» **WHAT TO DO**: Copy the material starting at the line that contains "Where can the snowy" and ending at the line that contains "x=1175, y=376", including both of those lines. Leave the pictures out of your copy.

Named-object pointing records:
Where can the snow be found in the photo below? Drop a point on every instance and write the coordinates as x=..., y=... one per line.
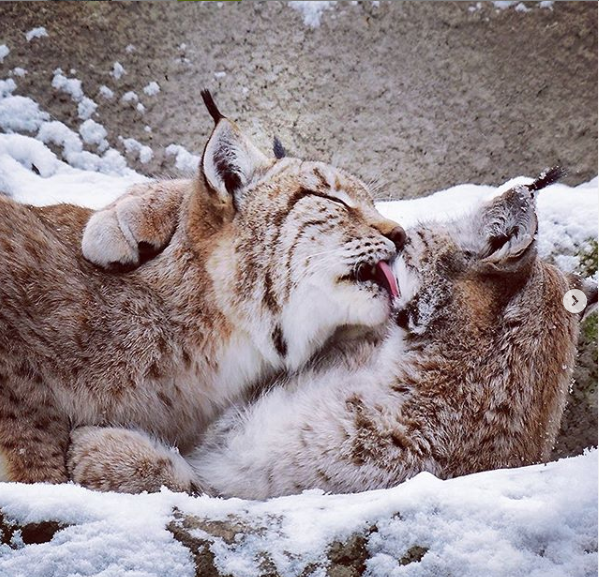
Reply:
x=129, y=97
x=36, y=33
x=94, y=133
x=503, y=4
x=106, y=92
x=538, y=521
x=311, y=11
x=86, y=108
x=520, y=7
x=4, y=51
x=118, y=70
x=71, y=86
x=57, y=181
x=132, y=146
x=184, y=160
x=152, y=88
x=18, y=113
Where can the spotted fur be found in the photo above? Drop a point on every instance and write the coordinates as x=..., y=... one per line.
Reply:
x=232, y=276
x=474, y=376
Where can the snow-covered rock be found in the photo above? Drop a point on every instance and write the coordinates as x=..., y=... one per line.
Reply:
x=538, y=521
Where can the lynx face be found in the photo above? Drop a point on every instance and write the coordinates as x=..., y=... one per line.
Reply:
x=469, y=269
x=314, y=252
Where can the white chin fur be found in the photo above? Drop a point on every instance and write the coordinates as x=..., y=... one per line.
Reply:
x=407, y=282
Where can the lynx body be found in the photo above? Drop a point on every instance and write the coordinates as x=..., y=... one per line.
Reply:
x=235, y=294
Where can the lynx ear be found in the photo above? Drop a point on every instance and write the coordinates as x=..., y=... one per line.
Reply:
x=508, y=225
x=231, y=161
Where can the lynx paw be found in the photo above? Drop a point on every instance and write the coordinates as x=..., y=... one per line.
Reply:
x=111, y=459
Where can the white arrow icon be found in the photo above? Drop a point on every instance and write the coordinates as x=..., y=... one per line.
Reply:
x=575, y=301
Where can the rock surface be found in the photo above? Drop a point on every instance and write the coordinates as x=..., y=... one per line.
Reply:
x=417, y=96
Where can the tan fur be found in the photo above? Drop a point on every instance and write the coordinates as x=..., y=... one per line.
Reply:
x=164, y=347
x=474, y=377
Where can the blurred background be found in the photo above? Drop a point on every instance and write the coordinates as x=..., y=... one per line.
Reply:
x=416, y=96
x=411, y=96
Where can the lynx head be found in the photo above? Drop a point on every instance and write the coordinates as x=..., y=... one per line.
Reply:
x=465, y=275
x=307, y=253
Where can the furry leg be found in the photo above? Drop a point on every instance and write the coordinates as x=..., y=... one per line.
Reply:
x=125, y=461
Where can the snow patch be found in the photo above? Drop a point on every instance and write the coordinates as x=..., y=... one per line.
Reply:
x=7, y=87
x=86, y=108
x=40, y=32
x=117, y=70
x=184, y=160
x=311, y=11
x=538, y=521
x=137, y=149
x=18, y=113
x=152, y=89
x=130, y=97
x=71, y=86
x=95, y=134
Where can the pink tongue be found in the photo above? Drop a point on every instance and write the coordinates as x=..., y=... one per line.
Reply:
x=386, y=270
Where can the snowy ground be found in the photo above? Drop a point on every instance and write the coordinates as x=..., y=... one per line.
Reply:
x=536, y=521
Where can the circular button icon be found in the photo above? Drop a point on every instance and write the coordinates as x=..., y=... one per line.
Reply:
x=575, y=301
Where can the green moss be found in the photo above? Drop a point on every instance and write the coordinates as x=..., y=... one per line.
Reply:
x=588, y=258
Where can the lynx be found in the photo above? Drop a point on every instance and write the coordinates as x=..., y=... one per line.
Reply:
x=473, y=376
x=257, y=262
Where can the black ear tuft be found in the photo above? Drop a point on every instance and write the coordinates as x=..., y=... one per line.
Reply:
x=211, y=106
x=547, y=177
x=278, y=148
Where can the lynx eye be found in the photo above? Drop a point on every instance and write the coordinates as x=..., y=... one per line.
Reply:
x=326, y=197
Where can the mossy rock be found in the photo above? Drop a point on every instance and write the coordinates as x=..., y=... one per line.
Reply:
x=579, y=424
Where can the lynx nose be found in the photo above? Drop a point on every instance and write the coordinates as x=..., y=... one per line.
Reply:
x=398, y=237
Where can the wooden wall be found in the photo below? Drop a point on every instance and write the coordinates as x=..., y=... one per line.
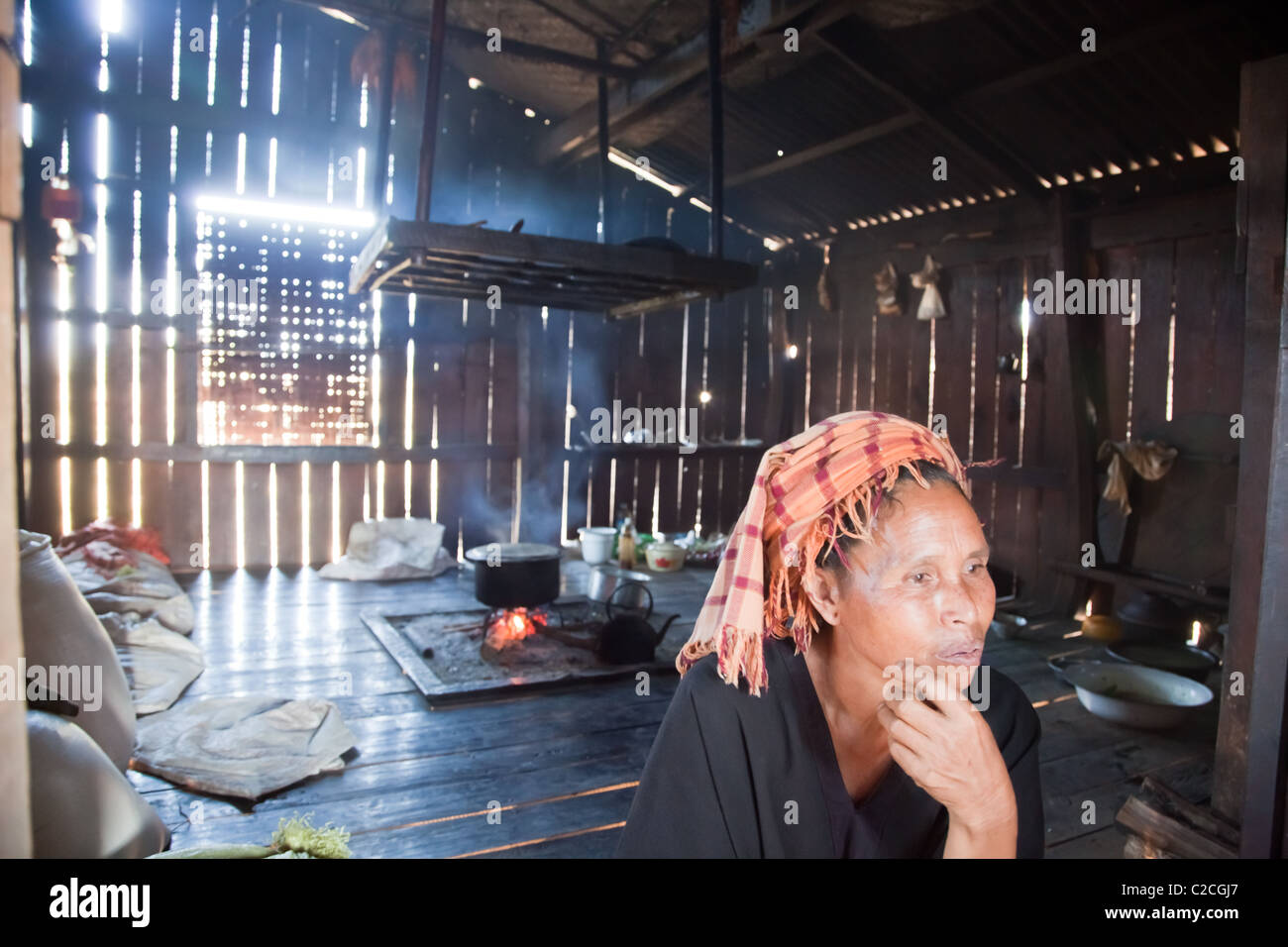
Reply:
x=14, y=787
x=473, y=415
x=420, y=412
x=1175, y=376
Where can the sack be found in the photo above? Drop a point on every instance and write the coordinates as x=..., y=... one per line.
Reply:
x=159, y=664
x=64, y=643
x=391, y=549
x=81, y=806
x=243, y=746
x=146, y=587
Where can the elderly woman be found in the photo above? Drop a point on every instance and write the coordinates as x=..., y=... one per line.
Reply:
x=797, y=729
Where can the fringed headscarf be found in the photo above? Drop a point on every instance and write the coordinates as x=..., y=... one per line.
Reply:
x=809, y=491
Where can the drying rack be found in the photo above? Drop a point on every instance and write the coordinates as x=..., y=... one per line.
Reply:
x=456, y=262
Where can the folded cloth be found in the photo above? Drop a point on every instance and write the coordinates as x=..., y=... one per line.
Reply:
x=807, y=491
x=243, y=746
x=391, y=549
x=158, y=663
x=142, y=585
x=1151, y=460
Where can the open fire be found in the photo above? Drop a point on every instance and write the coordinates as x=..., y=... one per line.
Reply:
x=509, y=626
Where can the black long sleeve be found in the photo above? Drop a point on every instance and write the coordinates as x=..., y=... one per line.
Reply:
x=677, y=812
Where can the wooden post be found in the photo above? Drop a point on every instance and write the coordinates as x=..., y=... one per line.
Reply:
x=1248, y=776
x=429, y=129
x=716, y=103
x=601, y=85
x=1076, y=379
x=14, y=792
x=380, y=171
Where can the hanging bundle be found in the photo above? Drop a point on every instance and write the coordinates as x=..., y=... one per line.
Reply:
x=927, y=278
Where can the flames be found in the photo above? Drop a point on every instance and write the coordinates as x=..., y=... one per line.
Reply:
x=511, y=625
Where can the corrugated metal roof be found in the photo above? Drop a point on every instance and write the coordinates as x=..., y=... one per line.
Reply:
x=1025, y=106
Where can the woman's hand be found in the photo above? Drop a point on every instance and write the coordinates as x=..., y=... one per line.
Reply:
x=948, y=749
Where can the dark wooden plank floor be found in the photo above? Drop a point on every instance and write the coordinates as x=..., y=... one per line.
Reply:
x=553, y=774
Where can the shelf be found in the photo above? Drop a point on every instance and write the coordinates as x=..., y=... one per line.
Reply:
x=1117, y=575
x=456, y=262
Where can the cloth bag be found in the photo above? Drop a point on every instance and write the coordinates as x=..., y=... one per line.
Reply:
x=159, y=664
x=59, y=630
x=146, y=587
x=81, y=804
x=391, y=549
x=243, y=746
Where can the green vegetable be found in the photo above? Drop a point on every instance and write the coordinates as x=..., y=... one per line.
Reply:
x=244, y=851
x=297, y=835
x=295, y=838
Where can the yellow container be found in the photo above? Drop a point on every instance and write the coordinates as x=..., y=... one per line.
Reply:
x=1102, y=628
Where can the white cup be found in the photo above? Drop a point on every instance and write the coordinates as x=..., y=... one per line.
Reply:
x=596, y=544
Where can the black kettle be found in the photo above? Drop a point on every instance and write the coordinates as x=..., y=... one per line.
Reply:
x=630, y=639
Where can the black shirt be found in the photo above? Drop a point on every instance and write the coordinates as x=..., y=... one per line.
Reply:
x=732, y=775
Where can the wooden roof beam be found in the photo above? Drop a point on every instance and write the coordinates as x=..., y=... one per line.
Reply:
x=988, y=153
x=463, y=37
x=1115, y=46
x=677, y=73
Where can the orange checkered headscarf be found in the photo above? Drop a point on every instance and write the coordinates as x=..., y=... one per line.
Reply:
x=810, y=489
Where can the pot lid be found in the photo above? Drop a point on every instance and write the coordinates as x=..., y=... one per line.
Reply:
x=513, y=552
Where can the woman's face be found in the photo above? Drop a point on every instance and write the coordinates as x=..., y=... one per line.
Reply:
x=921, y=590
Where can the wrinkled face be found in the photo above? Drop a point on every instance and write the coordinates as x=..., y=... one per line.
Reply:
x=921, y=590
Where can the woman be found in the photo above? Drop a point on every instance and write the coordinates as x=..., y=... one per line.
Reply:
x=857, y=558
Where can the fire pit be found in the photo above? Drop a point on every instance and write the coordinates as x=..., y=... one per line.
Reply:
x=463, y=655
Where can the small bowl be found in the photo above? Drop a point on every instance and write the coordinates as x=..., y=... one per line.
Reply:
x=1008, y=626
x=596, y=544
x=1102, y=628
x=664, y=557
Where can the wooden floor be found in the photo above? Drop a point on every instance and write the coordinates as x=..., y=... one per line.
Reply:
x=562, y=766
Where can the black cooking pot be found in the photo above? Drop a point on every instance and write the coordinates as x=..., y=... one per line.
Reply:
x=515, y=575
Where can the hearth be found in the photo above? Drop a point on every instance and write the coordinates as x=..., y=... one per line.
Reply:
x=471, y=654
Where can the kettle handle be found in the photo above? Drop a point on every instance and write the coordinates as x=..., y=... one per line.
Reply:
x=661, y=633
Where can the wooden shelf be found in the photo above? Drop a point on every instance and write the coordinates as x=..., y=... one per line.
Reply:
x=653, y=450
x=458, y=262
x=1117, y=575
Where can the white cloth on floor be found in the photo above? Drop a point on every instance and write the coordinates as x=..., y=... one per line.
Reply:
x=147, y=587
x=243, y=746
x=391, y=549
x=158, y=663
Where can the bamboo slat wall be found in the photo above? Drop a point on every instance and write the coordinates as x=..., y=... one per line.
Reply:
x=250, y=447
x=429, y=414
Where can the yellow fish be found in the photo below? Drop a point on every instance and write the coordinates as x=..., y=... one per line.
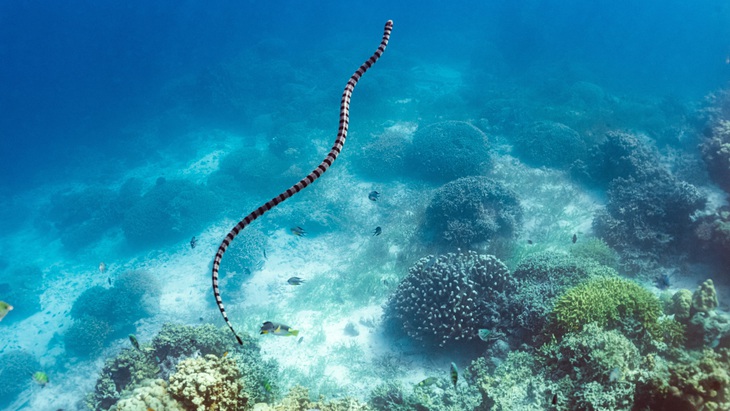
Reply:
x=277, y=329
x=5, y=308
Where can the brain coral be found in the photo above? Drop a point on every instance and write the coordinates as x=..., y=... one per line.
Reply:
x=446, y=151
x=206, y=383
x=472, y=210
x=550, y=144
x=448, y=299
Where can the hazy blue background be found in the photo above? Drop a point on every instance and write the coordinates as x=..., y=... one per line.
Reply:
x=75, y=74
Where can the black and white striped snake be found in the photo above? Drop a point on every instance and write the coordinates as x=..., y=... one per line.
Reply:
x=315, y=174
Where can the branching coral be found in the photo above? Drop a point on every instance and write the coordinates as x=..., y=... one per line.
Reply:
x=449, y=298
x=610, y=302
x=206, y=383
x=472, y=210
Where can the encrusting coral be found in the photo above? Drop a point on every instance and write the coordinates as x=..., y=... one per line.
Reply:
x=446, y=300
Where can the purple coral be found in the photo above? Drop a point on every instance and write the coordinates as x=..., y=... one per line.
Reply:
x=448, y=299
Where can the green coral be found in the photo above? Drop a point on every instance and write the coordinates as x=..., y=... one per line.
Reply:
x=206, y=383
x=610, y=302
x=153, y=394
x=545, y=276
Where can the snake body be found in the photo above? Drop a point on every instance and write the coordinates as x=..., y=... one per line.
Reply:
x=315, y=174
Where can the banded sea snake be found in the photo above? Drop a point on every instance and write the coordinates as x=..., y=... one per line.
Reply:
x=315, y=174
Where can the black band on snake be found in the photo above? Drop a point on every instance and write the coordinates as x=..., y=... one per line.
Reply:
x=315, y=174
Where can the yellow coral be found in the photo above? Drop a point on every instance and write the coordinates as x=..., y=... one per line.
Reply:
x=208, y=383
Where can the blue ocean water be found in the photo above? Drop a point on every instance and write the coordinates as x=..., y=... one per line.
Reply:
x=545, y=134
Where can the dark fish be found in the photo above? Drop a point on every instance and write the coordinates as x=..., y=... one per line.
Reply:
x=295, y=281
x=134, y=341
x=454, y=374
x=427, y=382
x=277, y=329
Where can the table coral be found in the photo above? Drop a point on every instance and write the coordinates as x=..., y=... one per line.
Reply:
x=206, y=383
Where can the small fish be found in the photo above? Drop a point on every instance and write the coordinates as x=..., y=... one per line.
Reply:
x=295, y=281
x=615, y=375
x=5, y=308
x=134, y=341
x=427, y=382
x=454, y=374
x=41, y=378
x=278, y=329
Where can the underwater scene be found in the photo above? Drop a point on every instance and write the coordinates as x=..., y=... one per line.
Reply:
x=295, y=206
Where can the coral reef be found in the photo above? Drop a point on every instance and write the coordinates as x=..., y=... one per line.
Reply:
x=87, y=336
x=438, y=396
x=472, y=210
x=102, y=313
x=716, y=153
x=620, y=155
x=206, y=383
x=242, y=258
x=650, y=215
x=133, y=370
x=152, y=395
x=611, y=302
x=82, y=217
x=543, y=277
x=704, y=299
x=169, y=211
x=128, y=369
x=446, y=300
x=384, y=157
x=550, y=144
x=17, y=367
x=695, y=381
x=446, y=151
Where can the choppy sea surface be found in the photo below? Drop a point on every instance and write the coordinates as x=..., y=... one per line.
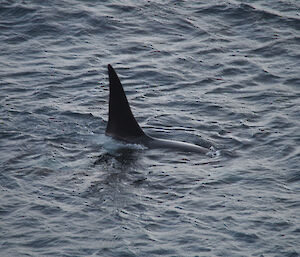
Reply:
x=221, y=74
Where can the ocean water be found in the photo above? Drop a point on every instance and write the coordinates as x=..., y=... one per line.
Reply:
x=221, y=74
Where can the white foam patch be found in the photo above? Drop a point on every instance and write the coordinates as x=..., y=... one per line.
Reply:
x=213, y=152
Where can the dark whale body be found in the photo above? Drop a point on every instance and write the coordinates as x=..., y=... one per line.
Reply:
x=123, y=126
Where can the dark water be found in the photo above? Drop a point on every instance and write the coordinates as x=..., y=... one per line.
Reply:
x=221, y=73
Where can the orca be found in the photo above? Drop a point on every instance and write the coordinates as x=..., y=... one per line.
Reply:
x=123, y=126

» **RESPONSE BELOW**:
Where can the snowy ground be found in the photo above? Drop a point on every instance and write the coordinates as x=..., y=... one per line.
Reply:
x=536, y=521
Where can the circular button icon be found in the photo above? Drop a point on every instance and write the coordinates as x=..., y=... one per line.
Reply:
x=575, y=301
Where can the green moss be found in the photo above? Drop a point on every instance and write the coordinates as x=..., y=... one per line.
Reply:
x=588, y=258
Where can the lynx be found in the photo above? Drop a point on every instance and write the coordinates as x=..., y=... one per line.
Reply:
x=473, y=376
x=257, y=262
Where can the black ear tuft be found in the photo above? Drop a point on every instance and write the coordinates as x=..., y=... one per line.
Reply:
x=211, y=106
x=547, y=177
x=278, y=148
Where can the lynx eye be found in the photo above? Drop a point on every instance and write the coordinates as x=..., y=... one per line.
Reply:
x=326, y=197
Where can the mossy rock be found in the photo above? Drop a point on every instance and write the coordinates as x=..., y=... one per line.
Reply:
x=579, y=424
Where can the lynx nose be found in the photo above? Drop a point on every instance and write the coordinates as x=..., y=... one per line.
Reply:
x=398, y=237
Where can the wooden wall be found in the photo below? Drop a point on every instance and write the coordinates as x=..., y=... one per line.
Reply:
x=14, y=787
x=473, y=415
x=420, y=412
x=1175, y=376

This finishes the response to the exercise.